» **TASK REQUIREMENTS**: List every question posed in the text on building electrical load calculation below, word for word.

» **SELECTED TEXT**:
Content starts

The connected load is the sum of all rated equipment power assuming everything operates at 100% simultaneously — the theoretical maximum. The maximum demand (design load) is the connected load multiplied by demand factors that account for diversity — the realistic peak load the system must carry. The maximum demand is always lower than the connected load for buildings with mixed load types.
How do I calculate kVA from kW for a building?
Divide the design load in kW by the overall power factor to get kVA. For example, a building with a design load of 500 kW and a power factor of 0.85 requires 500 / 0.85 = 588 kVA of transformer capacity. Always add the required spare capacity (minimum 20% per IEC 60364) before dividing by the power factor.
What demand factor should I use for office power outlets?
Per CIBSE Guide K, general office power outlets should use a demand factor of 0.4 to 0.5 (40 to 50%). This means only 40 to 50% of the outlet capacity is assumed to be in use simultaneously at peak load. Dedicated equipment outlets such as server racks, photocopiers and AV equipment should use higher demand factors of 0.7 to 0.9.
Should standby pumps and fans be included in the electrical load calculation?
No — standby equipment must NOT be included in the electrical load calculation. Standby equipment only operates when the duty equipment fails and does not contribute to the normal running load. Including standby equipment would double-count the load and result in oversized and unnecessarily expensive electrical infrastructure.
What is a typical power factor for a commercial building?
A modern commercial building with LED lighting and variable frequency drives on HVAC equipment typically achieves an overall power factor of 0.88 to 0.95 after power factor correction. Without correction, the natural power factor of a commercial building is typically 0.75 to 0.85 due to inductive motor loads and older lighting equipment. Most utilities require a minimum power factor of 0.90.
How much spare capacity should I add to the electrical load?
IEC 60364-3 requires a minimum of 20% spare capacity above the design load for all new electrical installations. For critical facilities such as hospitals and data centres, 25 to 30% spare capacity is typically specified to allow for future expansion without requiring transformer or switchboard replacement.

Content ends

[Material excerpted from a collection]
Content starts

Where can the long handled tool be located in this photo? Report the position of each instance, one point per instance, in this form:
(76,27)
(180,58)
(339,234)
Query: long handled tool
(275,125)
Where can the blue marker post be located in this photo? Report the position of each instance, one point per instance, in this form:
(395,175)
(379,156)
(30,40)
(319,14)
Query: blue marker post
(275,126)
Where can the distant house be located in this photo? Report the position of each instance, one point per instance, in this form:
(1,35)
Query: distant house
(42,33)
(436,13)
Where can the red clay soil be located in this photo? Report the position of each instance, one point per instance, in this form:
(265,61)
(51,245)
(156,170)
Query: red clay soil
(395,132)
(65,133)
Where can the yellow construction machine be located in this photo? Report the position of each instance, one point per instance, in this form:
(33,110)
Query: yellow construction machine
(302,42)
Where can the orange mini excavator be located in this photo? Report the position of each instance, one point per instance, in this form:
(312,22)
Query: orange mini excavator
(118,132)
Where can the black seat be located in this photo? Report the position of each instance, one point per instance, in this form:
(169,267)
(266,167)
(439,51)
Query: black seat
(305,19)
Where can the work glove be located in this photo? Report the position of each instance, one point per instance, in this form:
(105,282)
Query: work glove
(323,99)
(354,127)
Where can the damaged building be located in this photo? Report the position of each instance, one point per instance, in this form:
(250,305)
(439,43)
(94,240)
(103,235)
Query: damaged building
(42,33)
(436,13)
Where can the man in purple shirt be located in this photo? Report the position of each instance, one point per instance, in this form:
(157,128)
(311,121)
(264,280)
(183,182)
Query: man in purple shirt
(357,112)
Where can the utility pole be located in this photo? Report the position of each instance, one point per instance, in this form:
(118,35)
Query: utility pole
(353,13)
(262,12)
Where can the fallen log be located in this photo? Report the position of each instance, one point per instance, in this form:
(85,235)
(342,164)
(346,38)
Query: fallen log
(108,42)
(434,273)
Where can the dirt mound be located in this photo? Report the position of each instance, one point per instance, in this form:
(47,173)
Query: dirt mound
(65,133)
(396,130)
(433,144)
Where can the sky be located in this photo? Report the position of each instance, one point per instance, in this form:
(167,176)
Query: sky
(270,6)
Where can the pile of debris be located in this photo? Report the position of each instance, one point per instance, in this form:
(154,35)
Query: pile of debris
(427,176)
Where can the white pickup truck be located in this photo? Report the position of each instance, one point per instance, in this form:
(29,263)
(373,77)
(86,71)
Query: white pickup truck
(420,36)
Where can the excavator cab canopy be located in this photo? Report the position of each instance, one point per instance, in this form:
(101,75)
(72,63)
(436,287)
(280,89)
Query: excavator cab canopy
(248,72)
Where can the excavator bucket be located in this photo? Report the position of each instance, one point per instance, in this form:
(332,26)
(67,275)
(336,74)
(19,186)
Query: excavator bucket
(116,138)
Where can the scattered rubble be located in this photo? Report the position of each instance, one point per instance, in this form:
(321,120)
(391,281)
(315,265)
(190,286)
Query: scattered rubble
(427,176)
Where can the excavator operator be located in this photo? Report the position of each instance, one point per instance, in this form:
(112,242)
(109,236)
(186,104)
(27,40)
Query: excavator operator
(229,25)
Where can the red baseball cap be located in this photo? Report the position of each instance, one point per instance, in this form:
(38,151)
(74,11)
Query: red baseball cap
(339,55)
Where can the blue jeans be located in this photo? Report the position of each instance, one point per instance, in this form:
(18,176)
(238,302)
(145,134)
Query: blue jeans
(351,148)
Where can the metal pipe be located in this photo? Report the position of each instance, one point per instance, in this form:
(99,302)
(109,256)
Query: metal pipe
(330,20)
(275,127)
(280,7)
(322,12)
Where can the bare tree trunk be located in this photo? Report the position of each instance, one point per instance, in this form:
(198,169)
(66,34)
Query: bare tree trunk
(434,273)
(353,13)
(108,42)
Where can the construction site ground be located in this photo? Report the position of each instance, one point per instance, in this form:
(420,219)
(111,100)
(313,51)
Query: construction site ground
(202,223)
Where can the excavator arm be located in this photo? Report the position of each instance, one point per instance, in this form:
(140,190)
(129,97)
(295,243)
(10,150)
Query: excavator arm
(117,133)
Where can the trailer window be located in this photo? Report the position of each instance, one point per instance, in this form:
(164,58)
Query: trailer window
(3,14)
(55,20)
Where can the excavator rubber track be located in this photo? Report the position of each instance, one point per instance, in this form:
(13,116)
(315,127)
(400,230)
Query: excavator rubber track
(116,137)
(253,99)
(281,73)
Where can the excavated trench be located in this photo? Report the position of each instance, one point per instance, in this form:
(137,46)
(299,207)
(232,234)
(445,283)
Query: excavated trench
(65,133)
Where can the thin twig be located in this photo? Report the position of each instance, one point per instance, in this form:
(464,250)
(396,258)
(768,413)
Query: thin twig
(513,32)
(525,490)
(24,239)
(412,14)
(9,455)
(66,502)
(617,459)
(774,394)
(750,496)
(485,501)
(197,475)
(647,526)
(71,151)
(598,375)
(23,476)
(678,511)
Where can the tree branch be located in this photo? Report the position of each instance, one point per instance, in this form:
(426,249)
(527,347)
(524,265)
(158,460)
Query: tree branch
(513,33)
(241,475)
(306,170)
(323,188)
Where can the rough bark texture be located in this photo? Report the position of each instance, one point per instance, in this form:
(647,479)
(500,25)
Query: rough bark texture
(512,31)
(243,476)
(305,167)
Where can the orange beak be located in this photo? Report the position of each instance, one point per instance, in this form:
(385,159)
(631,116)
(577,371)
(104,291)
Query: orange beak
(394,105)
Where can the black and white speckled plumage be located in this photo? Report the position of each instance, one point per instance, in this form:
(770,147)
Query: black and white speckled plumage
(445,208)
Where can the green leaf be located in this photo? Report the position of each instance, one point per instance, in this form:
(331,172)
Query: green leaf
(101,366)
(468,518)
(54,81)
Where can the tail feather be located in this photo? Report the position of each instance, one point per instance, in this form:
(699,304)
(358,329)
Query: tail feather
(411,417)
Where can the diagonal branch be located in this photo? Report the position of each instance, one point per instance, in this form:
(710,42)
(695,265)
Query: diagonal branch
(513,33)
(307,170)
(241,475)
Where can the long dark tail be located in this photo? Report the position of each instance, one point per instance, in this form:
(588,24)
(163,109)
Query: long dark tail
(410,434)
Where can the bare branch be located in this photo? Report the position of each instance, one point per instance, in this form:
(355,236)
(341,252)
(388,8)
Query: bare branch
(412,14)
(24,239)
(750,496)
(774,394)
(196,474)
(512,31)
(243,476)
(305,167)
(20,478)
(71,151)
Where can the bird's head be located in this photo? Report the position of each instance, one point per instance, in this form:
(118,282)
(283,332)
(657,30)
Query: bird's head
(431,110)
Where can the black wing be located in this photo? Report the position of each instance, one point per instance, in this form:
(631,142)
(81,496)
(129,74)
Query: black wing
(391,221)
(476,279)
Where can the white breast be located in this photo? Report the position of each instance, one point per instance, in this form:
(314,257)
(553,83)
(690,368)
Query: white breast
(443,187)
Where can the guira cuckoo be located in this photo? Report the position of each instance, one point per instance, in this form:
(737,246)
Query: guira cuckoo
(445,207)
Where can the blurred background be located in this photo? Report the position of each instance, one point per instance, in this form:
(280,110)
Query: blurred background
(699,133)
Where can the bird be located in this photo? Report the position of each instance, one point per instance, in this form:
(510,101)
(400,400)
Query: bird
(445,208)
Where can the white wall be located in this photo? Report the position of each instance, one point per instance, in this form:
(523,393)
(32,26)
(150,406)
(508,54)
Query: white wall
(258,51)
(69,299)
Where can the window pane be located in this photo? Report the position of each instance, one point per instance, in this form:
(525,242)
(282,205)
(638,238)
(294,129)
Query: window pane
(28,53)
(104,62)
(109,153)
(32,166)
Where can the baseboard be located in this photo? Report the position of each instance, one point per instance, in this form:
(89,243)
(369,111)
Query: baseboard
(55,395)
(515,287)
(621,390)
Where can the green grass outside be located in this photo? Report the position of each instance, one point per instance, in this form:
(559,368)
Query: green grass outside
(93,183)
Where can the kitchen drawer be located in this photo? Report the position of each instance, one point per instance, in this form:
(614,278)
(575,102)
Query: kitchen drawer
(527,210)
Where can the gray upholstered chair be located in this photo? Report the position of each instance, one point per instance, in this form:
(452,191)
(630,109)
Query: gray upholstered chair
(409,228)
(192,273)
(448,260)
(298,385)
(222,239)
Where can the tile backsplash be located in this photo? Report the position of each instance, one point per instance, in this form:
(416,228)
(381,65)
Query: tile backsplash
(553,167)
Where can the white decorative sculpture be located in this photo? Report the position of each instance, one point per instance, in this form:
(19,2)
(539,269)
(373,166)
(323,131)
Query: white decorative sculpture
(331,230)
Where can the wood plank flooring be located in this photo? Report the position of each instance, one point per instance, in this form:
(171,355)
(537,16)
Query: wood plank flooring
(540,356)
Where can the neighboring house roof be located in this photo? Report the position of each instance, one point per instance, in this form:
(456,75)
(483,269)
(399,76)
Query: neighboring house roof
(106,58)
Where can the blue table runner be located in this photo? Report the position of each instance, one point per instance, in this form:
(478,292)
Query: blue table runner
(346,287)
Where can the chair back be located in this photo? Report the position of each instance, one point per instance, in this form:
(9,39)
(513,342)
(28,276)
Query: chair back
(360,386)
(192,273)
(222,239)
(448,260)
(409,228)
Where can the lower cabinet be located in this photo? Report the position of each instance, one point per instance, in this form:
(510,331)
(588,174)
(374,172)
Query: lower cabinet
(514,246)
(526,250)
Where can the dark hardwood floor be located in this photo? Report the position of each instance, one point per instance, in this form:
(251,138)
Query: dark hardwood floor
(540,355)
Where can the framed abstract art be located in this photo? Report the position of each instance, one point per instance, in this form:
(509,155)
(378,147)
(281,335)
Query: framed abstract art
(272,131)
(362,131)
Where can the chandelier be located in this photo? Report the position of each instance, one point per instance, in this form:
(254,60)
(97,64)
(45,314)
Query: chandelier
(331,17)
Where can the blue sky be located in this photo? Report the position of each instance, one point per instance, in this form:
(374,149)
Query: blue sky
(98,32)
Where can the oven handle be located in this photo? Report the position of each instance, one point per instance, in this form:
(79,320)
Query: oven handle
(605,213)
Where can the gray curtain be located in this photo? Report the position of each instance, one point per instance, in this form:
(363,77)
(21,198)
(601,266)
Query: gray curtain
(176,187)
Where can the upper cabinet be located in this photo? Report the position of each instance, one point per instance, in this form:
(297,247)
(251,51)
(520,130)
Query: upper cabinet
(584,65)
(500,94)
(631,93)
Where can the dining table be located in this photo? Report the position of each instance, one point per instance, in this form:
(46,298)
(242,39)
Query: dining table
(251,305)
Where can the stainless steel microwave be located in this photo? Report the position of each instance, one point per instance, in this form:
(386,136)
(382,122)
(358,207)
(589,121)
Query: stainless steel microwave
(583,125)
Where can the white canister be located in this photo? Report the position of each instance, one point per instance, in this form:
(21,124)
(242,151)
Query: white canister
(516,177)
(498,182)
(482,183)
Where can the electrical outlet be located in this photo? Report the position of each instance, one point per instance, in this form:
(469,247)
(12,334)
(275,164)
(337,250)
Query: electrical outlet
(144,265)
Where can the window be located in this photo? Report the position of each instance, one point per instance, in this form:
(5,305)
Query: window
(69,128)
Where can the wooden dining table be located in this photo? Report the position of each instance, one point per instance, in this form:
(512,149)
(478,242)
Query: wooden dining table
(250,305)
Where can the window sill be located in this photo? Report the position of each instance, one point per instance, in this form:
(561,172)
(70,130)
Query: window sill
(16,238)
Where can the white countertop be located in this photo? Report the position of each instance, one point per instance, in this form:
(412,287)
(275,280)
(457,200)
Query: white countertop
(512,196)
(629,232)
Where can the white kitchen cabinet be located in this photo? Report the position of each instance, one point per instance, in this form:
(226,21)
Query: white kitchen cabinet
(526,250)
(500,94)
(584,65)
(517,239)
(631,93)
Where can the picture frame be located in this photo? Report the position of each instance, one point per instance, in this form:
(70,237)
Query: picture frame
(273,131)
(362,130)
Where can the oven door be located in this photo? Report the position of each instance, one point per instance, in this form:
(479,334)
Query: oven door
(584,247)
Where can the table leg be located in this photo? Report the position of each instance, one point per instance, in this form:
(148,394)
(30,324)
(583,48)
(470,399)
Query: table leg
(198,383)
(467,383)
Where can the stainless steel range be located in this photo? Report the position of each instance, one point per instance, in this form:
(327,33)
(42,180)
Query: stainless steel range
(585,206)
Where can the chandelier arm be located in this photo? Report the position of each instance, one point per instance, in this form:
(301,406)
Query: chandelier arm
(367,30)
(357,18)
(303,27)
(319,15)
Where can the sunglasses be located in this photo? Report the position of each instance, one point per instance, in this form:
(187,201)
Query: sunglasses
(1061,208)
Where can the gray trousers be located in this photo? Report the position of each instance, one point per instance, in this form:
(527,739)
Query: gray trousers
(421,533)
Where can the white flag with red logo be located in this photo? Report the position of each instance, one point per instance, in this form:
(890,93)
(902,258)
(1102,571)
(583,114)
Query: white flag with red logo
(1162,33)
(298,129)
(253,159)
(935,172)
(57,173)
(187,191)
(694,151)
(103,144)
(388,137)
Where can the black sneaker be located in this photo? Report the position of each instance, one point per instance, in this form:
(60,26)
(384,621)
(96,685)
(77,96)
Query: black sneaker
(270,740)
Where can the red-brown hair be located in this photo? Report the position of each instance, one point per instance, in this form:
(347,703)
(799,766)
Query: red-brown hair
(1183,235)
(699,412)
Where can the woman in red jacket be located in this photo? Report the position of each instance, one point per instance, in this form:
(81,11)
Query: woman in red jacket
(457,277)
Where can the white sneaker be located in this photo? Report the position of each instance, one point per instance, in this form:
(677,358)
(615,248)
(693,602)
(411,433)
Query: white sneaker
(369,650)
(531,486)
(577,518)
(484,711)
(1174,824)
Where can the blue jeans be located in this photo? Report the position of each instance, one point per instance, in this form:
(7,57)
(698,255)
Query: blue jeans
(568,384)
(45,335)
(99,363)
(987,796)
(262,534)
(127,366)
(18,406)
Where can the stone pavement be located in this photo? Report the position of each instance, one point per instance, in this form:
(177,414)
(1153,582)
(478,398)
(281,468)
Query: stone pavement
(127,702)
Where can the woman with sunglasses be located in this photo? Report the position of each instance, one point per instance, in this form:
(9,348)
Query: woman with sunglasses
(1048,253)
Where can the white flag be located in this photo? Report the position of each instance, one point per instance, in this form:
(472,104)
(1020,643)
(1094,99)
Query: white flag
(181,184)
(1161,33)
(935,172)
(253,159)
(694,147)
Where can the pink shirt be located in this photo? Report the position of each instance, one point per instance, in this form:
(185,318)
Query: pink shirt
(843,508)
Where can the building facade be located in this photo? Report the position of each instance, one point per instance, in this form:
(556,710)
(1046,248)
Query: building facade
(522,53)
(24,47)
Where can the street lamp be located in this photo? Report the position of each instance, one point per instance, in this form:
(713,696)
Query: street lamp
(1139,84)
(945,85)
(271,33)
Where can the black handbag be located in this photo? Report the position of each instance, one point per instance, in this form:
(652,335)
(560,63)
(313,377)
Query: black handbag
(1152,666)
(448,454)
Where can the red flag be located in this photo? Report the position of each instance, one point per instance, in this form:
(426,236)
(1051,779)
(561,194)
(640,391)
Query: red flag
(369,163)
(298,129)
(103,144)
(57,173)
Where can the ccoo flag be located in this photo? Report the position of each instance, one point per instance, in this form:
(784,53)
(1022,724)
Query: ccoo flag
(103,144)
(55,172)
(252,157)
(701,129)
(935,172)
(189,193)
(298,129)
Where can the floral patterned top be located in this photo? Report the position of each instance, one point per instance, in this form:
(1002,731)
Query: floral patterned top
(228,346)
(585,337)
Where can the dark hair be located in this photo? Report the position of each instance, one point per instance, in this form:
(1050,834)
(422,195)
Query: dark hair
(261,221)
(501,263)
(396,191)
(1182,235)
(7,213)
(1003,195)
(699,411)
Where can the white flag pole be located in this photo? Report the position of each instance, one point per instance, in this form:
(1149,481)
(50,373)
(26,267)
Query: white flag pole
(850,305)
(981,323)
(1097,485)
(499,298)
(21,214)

Content ends

» **ANSWER BOX**:
- How do I calculate kVA from kW for a building?
- What demand factor should I use for office power outlets?
- Should standby pumps and fans be included in the electrical load calculation?
- What is a typical power factor for a commercial building?
- How much spare capacity should I add to the electrical load?